Exercise requirements ▸ The required output is the exact run of lines below that opens at the line with "Identify any visible strawberry" and closes at the line with "Identify any visible chocolate chip.".

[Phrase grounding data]

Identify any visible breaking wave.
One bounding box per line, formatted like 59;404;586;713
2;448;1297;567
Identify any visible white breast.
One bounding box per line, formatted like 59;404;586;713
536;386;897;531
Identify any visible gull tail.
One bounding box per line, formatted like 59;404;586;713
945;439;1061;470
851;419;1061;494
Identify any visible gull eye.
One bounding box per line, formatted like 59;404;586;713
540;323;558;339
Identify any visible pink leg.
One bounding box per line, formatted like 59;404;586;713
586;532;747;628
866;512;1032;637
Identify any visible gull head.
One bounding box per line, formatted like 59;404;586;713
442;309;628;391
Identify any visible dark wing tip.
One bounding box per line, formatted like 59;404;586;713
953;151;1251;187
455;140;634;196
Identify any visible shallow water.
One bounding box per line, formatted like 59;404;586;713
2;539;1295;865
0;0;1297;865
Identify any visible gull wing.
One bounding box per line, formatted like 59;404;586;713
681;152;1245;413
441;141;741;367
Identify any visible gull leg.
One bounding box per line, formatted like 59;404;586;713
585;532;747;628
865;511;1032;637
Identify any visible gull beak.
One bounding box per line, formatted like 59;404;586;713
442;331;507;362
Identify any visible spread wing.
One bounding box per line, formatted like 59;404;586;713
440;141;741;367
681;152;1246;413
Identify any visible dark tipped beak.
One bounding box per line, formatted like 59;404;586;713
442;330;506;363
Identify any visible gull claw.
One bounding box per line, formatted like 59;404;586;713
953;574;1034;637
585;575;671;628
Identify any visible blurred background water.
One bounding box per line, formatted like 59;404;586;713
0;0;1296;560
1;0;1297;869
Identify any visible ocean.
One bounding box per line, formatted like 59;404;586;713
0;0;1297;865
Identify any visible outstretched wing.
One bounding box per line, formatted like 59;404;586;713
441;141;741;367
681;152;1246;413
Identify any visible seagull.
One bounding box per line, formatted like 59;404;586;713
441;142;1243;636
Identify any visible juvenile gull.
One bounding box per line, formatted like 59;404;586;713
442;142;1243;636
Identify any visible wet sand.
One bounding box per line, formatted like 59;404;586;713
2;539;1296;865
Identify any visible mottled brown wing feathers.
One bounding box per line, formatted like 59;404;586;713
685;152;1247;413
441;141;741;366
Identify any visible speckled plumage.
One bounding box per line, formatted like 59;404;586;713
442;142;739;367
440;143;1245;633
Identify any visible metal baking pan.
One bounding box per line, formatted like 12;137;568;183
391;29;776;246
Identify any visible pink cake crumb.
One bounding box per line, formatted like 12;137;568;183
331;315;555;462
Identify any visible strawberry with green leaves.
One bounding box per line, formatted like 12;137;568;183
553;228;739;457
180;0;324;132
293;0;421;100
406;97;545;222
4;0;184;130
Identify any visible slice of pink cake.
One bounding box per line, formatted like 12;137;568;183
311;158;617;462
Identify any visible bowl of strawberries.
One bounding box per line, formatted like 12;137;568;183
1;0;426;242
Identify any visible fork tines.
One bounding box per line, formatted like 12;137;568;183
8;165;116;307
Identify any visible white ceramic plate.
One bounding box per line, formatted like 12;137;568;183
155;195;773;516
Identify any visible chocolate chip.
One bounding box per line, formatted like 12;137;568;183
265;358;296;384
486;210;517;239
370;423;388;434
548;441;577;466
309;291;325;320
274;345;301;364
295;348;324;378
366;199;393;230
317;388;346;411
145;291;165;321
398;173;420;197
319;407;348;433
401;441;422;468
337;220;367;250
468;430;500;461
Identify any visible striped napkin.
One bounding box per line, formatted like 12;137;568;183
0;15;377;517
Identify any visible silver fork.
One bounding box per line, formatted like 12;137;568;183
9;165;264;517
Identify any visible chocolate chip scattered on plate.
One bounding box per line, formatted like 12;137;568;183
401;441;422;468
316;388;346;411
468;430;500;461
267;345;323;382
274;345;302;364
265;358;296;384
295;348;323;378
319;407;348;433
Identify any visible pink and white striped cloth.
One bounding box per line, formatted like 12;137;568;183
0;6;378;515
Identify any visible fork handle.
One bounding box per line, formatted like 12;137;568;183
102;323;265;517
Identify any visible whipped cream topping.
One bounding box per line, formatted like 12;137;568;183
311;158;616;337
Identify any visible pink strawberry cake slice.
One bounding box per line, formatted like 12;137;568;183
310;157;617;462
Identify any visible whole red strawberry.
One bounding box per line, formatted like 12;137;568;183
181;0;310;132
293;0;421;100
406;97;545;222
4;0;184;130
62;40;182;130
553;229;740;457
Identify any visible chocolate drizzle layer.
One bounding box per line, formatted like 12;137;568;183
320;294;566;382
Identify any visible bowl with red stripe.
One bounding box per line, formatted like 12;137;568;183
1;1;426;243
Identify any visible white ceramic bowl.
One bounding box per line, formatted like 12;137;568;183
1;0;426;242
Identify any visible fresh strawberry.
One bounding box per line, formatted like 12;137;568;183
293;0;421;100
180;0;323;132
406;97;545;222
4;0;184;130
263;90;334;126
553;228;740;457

Completed exercise ▸
Identify any visible strawberry with green leaves.
One bounding box per line, formatted like 12;137;568;183
553;228;739;457
180;0;324;132
293;0;421;100
406;97;545;222
4;0;184;130
Identify any visible slice of pink cake.
One bounding box per line, formatted like 12;137;568;183
311;158;617;462
Identify any visible bowl of strawberries.
One bounding box per line, formatted like 12;137;568;183
1;0;426;242
Identify any visible fork tines.
One bounding box per line, formatted like 12;137;568;183
8;165;116;307
Identify any visible white ceramic plate.
One bounding box per line, formatted like 12;137;568;183
155;195;773;516
Identify any visible chocolate chip.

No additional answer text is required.